* **What you will do**
Show, from the records below, all lines that contain the word "pillar".

* **Task material**

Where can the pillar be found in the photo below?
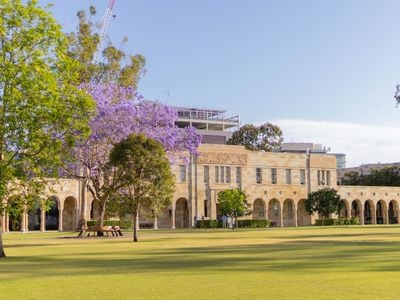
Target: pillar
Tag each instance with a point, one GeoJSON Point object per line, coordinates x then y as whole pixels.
{"type": "Point", "coordinates": [60, 219]}
{"type": "Point", "coordinates": [362, 214]}
{"type": "Point", "coordinates": [42, 219]}
{"type": "Point", "coordinates": [173, 216]}
{"type": "Point", "coordinates": [7, 228]}
{"type": "Point", "coordinates": [373, 215]}
{"type": "Point", "coordinates": [3, 222]}
{"type": "Point", "coordinates": [23, 221]}
{"type": "Point", "coordinates": [155, 222]}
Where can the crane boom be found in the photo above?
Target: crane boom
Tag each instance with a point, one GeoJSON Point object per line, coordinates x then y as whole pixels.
{"type": "Point", "coordinates": [105, 22]}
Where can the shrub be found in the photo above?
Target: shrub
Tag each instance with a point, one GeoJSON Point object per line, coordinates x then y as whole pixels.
{"type": "Point", "coordinates": [337, 222]}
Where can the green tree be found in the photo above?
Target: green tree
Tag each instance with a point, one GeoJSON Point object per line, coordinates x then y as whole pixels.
{"type": "Point", "coordinates": [324, 201]}
{"type": "Point", "coordinates": [42, 110]}
{"type": "Point", "coordinates": [143, 165]}
{"type": "Point", "coordinates": [233, 203]}
{"type": "Point", "coordinates": [266, 137]}
{"type": "Point", "coordinates": [116, 66]}
{"type": "Point", "coordinates": [351, 178]}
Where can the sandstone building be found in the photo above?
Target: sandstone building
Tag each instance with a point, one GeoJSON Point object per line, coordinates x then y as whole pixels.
{"type": "Point", "coordinates": [276, 183]}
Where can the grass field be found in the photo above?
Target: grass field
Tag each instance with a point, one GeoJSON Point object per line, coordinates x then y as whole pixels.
{"type": "Point", "coordinates": [294, 263]}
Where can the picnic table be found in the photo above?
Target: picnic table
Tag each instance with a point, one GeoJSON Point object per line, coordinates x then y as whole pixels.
{"type": "Point", "coordinates": [99, 231]}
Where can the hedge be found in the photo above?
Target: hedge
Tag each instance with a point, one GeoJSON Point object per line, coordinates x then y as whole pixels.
{"type": "Point", "coordinates": [337, 222]}
{"type": "Point", "coordinates": [123, 224]}
{"type": "Point", "coordinates": [241, 223]}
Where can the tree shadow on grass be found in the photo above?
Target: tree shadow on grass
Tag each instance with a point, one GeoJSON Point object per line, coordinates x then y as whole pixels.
{"type": "Point", "coordinates": [290, 256]}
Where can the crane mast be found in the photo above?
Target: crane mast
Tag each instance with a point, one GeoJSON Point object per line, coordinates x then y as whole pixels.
{"type": "Point", "coordinates": [105, 22]}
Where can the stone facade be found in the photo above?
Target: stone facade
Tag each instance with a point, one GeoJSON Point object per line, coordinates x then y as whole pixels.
{"type": "Point", "coordinates": [276, 185]}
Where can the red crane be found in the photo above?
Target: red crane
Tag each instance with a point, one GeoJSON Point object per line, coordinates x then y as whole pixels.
{"type": "Point", "coordinates": [105, 22]}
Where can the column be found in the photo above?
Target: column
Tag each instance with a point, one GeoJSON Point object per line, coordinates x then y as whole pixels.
{"type": "Point", "coordinates": [373, 215]}
{"type": "Point", "coordinates": [7, 228]}
{"type": "Point", "coordinates": [77, 218]}
{"type": "Point", "coordinates": [155, 222]}
{"type": "Point", "coordinates": [386, 218]}
{"type": "Point", "coordinates": [362, 214]}
{"type": "Point", "coordinates": [42, 219]}
{"type": "Point", "coordinates": [60, 212]}
{"type": "Point", "coordinates": [173, 216]}
{"type": "Point", "coordinates": [23, 222]}
{"type": "Point", "coordinates": [3, 222]}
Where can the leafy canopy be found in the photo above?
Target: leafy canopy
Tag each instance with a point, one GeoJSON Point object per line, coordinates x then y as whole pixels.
{"type": "Point", "coordinates": [233, 203]}
{"type": "Point", "coordinates": [266, 137]}
{"type": "Point", "coordinates": [144, 168]}
{"type": "Point", "coordinates": [324, 201]}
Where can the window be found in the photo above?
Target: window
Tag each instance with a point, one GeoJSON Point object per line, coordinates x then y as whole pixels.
{"type": "Point", "coordinates": [302, 176]}
{"type": "Point", "coordinates": [182, 173]}
{"type": "Point", "coordinates": [228, 174]}
{"type": "Point", "coordinates": [258, 175]}
{"type": "Point", "coordinates": [206, 174]}
{"type": "Point", "coordinates": [288, 176]}
{"type": "Point", "coordinates": [216, 174]}
{"type": "Point", "coordinates": [238, 175]}
{"type": "Point", "coordinates": [273, 176]}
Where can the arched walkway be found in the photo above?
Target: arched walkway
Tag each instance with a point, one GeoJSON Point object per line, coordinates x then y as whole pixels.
{"type": "Point", "coordinates": [181, 213]}
{"type": "Point", "coordinates": [69, 214]}
{"type": "Point", "coordinates": [369, 212]}
{"type": "Point", "coordinates": [344, 209]}
{"type": "Point", "coordinates": [94, 210]}
{"type": "Point", "coordinates": [52, 214]}
{"type": "Point", "coordinates": [356, 209]}
{"type": "Point", "coordinates": [289, 213]}
{"type": "Point", "coordinates": [34, 218]}
{"type": "Point", "coordinates": [274, 212]}
{"type": "Point", "coordinates": [15, 212]}
{"type": "Point", "coordinates": [381, 210]}
{"type": "Point", "coordinates": [303, 217]}
{"type": "Point", "coordinates": [393, 212]}
{"type": "Point", "coordinates": [258, 209]}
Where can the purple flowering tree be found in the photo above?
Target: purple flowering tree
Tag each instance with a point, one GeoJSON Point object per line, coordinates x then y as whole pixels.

* **Problem solution**
Where can the pillar be found in the photo below?
Target: pillar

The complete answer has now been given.